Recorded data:
☆ ☆ ☆

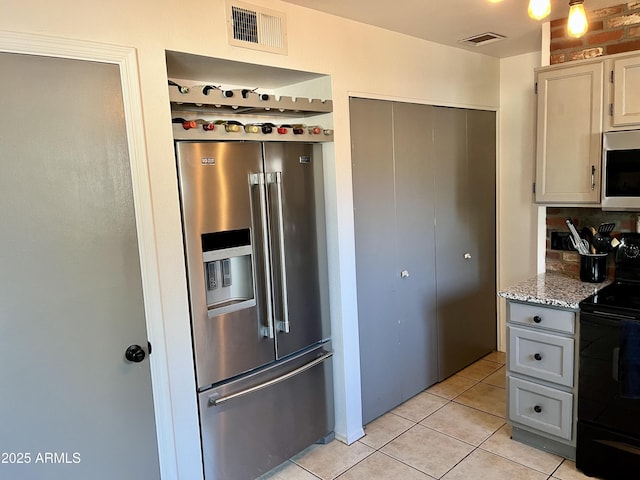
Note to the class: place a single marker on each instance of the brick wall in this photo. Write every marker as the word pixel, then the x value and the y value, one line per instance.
pixel 611 30
pixel 568 262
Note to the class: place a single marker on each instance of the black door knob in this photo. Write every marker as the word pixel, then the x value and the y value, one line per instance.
pixel 134 353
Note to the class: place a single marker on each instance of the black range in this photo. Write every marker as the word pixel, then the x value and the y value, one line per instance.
pixel 608 432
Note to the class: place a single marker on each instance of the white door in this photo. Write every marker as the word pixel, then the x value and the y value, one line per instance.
pixel 71 405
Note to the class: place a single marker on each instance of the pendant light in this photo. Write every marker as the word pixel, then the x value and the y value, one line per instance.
pixel 539 9
pixel 577 24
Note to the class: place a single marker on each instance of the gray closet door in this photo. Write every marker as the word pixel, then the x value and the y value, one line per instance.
pixel 465 236
pixel 415 250
pixel 71 301
pixel 376 269
pixel 481 135
pixel 393 201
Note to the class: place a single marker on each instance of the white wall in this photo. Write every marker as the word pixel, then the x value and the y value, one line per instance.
pixel 517 215
pixel 361 60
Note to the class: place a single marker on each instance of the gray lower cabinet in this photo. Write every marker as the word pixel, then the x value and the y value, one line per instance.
pixel 542 376
pixel 424 213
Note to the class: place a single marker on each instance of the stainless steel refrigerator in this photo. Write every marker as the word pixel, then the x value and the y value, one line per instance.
pixel 255 249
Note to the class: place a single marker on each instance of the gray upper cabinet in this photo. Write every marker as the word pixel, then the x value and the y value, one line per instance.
pixel 569 131
pixel 424 201
pixel 623 98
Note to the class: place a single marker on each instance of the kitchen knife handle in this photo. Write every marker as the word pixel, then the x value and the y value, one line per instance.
pixel 283 324
pixel 257 179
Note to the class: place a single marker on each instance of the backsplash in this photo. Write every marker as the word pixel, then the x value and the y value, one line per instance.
pixel 568 262
pixel 614 29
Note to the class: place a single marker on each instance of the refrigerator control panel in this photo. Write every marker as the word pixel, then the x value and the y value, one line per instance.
pixel 228 270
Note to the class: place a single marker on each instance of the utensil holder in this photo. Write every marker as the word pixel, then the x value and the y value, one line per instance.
pixel 593 267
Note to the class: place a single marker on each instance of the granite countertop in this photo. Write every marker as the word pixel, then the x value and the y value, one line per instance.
pixel 553 289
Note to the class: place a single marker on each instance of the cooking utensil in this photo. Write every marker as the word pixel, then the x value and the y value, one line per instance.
pixel 587 234
pixel 580 244
pixel 601 242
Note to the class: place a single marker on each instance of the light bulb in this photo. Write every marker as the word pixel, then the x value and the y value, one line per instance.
pixel 538 9
pixel 577 24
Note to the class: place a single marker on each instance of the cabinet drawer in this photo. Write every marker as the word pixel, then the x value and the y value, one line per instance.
pixel 543 408
pixel 541 355
pixel 542 317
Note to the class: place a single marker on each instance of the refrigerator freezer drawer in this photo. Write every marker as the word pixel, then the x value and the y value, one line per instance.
pixel 252 425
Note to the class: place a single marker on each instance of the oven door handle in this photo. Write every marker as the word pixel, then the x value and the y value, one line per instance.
pixel 615 364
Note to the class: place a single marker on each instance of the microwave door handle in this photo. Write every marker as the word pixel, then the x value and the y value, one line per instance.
pixel 283 325
pixel 258 179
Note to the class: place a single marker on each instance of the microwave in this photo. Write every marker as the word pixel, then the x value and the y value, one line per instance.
pixel 621 170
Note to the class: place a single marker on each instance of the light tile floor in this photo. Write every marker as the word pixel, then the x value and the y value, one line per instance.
pixel 455 430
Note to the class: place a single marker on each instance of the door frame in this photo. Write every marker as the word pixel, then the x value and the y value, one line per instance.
pixel 126 59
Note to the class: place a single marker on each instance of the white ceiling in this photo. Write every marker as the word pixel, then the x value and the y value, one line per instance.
pixel 449 21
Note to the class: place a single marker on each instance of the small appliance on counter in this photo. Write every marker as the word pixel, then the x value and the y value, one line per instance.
pixel 608 432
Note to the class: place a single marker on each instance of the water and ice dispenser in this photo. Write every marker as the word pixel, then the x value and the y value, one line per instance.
pixel 228 271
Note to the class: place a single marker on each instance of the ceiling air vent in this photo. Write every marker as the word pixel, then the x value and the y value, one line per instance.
pixel 257 28
pixel 483 39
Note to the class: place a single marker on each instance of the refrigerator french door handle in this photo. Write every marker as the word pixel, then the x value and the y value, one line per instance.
pixel 258 179
pixel 214 402
pixel 283 324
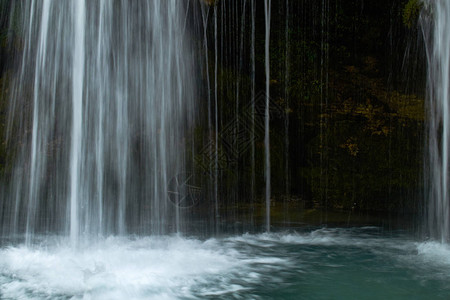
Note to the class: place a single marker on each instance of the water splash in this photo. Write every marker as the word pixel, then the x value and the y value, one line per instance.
pixel 436 25
pixel 101 104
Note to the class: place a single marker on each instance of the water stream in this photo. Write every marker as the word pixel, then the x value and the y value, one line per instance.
pixel 112 156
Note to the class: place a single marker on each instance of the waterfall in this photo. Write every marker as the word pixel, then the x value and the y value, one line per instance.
pixel 100 104
pixel 436 33
pixel 267 174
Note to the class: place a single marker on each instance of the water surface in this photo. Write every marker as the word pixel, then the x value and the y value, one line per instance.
pixel 357 263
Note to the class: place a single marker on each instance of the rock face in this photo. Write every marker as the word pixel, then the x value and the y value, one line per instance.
pixel 346 107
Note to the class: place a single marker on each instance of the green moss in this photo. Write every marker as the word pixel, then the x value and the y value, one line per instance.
pixel 411 12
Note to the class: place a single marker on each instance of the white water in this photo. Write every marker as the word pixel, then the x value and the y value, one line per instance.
pixel 436 27
pixel 267 173
pixel 100 106
pixel 356 263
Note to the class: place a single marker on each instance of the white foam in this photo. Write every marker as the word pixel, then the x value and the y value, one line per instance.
pixel 148 268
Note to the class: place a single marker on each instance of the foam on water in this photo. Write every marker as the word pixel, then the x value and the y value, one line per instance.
pixel 164 268
pixel 256 266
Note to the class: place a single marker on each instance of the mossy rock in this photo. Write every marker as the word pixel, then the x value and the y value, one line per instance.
pixel 411 12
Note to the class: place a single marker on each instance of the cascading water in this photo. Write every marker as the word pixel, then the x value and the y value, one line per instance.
pixel 436 26
pixel 102 100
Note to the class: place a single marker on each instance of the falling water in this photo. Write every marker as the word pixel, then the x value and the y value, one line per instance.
pixel 100 106
pixel 436 33
pixel 267 8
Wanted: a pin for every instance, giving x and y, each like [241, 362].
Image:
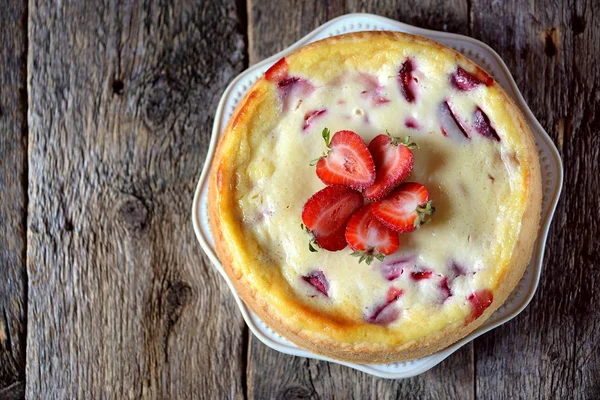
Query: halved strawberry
[393, 164]
[405, 209]
[464, 80]
[348, 161]
[326, 214]
[368, 237]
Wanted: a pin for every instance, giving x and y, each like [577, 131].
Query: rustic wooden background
[106, 109]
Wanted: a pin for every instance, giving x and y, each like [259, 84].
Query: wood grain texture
[13, 190]
[122, 303]
[551, 350]
[274, 26]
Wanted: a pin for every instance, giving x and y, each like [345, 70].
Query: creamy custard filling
[469, 179]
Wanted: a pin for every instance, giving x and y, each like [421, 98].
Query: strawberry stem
[312, 240]
[423, 211]
[406, 142]
[326, 136]
[368, 256]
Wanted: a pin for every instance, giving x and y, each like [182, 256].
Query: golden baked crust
[260, 281]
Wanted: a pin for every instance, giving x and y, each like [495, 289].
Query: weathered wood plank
[13, 191]
[272, 375]
[122, 303]
[551, 350]
[272, 27]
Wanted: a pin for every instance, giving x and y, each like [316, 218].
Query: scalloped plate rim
[537, 256]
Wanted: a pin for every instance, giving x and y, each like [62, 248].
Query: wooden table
[105, 116]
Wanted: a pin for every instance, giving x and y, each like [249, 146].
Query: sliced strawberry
[348, 161]
[408, 81]
[420, 275]
[464, 80]
[317, 280]
[480, 301]
[451, 124]
[483, 125]
[445, 289]
[326, 214]
[411, 123]
[387, 312]
[405, 209]
[369, 238]
[393, 164]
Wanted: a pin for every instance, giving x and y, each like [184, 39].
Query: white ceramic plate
[552, 175]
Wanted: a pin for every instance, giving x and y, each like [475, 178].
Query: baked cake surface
[476, 157]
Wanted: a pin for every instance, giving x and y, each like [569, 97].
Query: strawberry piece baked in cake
[375, 197]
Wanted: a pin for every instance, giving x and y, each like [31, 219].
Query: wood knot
[551, 42]
[578, 25]
[118, 87]
[178, 295]
[296, 392]
[133, 213]
[159, 103]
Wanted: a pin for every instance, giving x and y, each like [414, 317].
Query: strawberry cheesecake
[375, 197]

☆ ☆ ☆

Rewrite everything from the line containing "the light tile" down to the line containing "pixel 126 59", both ends included, swapping "door frame" for "window frame" and leaving the rest of those lines unchanged.

Note to the class: place a single marker on each instance of the light tile floor in this photo. Write every marker as the word pixel, then the x value and the y value, one line per instance.
pixel 455 430
Note to the class: place a single marker on each instance of the window frame in this photo. Write every marker as the word pixel, then the x value and the y value, one line per instance.
pixel 126 59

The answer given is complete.